[Records from a dataset]
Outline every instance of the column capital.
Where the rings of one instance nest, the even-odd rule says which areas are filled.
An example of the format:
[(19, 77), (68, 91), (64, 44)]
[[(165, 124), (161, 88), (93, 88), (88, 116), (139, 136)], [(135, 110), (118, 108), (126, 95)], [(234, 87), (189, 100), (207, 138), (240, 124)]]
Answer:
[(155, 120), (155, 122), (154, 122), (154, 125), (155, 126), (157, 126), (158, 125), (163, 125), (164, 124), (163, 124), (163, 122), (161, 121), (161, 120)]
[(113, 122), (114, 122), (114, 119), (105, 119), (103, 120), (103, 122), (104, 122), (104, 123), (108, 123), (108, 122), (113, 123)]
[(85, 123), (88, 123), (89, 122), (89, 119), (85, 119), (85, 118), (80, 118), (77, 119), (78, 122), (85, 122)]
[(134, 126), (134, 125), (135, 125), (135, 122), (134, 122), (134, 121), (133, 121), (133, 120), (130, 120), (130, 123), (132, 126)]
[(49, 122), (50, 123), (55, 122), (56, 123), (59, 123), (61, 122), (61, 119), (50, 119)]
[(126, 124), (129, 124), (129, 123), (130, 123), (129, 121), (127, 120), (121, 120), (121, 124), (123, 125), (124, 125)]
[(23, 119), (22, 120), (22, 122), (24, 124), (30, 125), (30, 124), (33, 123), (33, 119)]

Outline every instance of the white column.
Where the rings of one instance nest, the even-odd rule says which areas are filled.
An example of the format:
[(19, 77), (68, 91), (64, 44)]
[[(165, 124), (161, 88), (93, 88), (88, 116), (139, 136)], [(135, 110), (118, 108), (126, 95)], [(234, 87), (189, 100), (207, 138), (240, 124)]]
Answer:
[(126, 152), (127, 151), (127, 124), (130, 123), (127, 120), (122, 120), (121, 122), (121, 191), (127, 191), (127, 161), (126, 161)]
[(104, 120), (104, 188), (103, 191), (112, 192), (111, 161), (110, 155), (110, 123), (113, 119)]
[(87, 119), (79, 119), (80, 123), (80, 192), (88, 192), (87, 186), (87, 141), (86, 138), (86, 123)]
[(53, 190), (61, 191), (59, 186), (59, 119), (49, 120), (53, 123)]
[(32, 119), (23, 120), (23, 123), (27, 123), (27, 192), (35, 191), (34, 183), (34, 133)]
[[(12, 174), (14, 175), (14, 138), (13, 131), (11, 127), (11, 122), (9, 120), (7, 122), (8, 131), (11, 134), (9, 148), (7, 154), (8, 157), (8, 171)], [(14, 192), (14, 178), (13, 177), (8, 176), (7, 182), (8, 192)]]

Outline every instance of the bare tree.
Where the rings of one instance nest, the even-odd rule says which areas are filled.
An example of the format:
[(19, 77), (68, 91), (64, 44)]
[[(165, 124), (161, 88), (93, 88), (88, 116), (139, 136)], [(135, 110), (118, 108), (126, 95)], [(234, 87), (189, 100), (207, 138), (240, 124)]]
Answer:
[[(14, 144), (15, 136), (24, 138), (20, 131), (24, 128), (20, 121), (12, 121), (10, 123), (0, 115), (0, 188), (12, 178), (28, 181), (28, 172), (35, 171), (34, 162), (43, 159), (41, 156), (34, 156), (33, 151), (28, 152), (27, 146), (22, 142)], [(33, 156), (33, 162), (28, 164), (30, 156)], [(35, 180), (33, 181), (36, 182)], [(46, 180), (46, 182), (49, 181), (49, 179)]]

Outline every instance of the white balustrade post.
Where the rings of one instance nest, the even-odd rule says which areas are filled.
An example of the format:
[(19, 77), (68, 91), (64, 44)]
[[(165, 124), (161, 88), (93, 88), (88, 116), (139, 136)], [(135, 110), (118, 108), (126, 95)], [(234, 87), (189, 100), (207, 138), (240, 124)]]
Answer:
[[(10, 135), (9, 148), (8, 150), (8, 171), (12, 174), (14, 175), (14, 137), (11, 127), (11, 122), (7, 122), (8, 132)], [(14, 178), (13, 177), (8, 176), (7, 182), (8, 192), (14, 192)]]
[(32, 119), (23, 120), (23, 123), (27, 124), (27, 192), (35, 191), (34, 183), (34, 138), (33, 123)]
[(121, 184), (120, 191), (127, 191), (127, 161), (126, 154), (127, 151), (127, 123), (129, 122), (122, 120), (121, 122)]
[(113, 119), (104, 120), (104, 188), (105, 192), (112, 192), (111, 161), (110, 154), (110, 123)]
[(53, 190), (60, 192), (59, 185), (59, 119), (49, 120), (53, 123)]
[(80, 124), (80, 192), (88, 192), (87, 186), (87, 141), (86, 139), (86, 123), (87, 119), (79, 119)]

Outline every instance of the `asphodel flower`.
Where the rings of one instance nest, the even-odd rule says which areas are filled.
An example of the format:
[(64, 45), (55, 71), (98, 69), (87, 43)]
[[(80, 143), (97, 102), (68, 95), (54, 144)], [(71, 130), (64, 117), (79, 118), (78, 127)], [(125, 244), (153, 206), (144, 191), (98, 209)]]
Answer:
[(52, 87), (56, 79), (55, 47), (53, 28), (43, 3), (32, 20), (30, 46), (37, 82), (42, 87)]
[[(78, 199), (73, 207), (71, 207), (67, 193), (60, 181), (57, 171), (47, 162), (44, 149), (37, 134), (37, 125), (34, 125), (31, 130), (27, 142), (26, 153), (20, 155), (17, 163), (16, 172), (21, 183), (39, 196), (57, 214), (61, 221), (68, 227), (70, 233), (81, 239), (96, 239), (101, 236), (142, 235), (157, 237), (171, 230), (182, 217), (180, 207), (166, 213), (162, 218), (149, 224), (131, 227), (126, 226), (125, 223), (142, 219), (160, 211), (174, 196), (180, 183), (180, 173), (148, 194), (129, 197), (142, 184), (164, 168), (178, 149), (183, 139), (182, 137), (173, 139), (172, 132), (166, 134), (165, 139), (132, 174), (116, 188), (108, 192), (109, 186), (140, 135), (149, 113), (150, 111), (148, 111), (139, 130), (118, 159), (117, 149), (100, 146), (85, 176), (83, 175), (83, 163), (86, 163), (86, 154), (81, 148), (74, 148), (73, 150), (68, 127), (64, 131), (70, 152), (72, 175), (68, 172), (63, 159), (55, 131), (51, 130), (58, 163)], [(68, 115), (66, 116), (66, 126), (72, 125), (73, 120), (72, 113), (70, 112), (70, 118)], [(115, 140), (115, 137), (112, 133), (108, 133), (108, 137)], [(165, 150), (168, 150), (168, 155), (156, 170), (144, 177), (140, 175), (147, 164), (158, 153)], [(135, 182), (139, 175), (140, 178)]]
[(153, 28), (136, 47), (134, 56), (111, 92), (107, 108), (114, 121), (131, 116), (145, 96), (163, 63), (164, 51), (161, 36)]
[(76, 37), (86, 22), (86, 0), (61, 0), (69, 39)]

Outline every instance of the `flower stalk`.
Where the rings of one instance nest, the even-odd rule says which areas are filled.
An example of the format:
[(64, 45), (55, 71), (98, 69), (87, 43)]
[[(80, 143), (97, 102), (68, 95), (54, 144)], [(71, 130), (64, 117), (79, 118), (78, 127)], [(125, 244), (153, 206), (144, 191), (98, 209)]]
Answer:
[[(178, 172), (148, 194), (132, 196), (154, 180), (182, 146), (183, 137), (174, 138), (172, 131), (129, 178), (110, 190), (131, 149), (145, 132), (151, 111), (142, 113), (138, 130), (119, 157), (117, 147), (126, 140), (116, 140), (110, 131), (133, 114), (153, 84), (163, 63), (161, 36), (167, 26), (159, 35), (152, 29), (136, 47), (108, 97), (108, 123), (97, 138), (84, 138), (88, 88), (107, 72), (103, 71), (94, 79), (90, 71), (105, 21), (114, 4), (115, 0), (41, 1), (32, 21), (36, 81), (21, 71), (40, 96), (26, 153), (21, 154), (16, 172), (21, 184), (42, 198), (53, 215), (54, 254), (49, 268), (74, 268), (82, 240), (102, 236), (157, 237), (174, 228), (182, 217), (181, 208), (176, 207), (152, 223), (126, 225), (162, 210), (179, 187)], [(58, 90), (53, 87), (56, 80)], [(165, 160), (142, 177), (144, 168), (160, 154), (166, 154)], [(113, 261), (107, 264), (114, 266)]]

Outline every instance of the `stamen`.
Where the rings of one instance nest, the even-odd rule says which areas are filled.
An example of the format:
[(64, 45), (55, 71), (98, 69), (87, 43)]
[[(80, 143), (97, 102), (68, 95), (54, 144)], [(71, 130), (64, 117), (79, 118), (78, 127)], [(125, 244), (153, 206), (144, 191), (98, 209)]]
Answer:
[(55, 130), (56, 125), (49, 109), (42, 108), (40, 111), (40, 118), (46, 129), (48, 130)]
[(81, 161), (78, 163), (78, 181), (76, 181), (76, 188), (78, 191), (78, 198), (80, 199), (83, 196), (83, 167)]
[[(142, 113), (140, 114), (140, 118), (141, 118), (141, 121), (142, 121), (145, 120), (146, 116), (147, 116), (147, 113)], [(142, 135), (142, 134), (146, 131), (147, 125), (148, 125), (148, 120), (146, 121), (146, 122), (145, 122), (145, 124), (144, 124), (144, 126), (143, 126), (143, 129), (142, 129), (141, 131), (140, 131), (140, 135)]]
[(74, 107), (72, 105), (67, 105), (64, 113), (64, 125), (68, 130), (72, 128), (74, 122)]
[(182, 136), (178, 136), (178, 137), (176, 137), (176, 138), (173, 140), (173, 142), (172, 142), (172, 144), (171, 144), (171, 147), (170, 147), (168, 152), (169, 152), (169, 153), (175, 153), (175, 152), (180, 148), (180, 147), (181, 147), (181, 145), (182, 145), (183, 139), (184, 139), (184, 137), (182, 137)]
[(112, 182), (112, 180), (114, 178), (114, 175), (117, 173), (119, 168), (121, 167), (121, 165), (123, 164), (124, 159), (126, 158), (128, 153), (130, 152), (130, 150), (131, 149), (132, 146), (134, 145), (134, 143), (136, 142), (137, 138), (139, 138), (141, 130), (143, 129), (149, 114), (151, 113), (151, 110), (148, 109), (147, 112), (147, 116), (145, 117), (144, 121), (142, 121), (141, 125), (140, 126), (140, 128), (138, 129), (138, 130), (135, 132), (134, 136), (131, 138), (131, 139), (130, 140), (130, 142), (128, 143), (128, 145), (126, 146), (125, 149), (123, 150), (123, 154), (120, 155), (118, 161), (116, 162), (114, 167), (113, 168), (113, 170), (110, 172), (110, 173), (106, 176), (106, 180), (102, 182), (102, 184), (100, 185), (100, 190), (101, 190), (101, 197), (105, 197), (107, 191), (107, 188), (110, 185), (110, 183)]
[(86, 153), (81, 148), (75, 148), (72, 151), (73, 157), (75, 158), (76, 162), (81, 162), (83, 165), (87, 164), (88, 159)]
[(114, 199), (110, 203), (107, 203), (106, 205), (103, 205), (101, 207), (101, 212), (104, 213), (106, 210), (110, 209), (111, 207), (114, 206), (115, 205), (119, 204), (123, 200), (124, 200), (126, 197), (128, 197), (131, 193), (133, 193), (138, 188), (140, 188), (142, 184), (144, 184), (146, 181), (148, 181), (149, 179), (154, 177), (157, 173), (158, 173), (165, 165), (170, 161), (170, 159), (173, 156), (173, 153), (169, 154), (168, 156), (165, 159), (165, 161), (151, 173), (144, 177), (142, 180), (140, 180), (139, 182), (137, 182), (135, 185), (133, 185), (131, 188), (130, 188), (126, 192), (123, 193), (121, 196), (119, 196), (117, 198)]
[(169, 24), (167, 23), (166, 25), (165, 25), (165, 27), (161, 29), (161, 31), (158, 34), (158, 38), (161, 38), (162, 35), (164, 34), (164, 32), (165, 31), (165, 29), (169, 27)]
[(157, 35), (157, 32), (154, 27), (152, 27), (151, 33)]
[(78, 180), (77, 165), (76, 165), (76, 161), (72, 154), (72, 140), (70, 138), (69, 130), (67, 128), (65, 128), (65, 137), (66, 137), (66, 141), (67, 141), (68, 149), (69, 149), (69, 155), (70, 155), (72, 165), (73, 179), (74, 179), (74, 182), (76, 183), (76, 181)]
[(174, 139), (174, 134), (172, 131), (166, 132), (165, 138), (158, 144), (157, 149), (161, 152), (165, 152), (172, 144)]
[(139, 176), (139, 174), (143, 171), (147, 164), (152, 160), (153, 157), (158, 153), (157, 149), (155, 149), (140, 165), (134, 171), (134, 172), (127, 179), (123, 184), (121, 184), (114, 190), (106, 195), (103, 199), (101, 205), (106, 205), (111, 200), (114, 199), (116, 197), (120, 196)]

§ **Your objective**
Starting with the line that contains "Outline every instance of the white column." and going on through the line that contains "183), (34, 133)]", write those lines of the records out again with "Outline" swapped for "Trace" and nothing else altered.

§ **In response**
Trace every instance of the white column.
Where the rings of one instance nest, the even-odd rule says which areas are filled.
An example of the format:
[(19, 77), (68, 91), (64, 44)]
[[(165, 124), (161, 88), (93, 88), (88, 116), (139, 136)], [(135, 110), (118, 108), (126, 95)], [(234, 87), (189, 100), (207, 138), (240, 124)]]
Answer:
[(126, 152), (127, 151), (127, 124), (130, 123), (127, 120), (122, 120), (121, 122), (121, 191), (127, 191), (127, 161), (126, 161)]
[(104, 120), (104, 188), (103, 191), (112, 192), (111, 161), (110, 155), (110, 123), (113, 119)]
[(87, 119), (79, 119), (80, 123), (80, 192), (88, 192), (87, 186), (87, 141), (86, 138), (86, 123)]
[(53, 190), (61, 191), (59, 186), (59, 119), (49, 120), (53, 123)]
[(32, 119), (23, 120), (23, 123), (27, 123), (27, 192), (35, 191), (34, 183), (34, 133)]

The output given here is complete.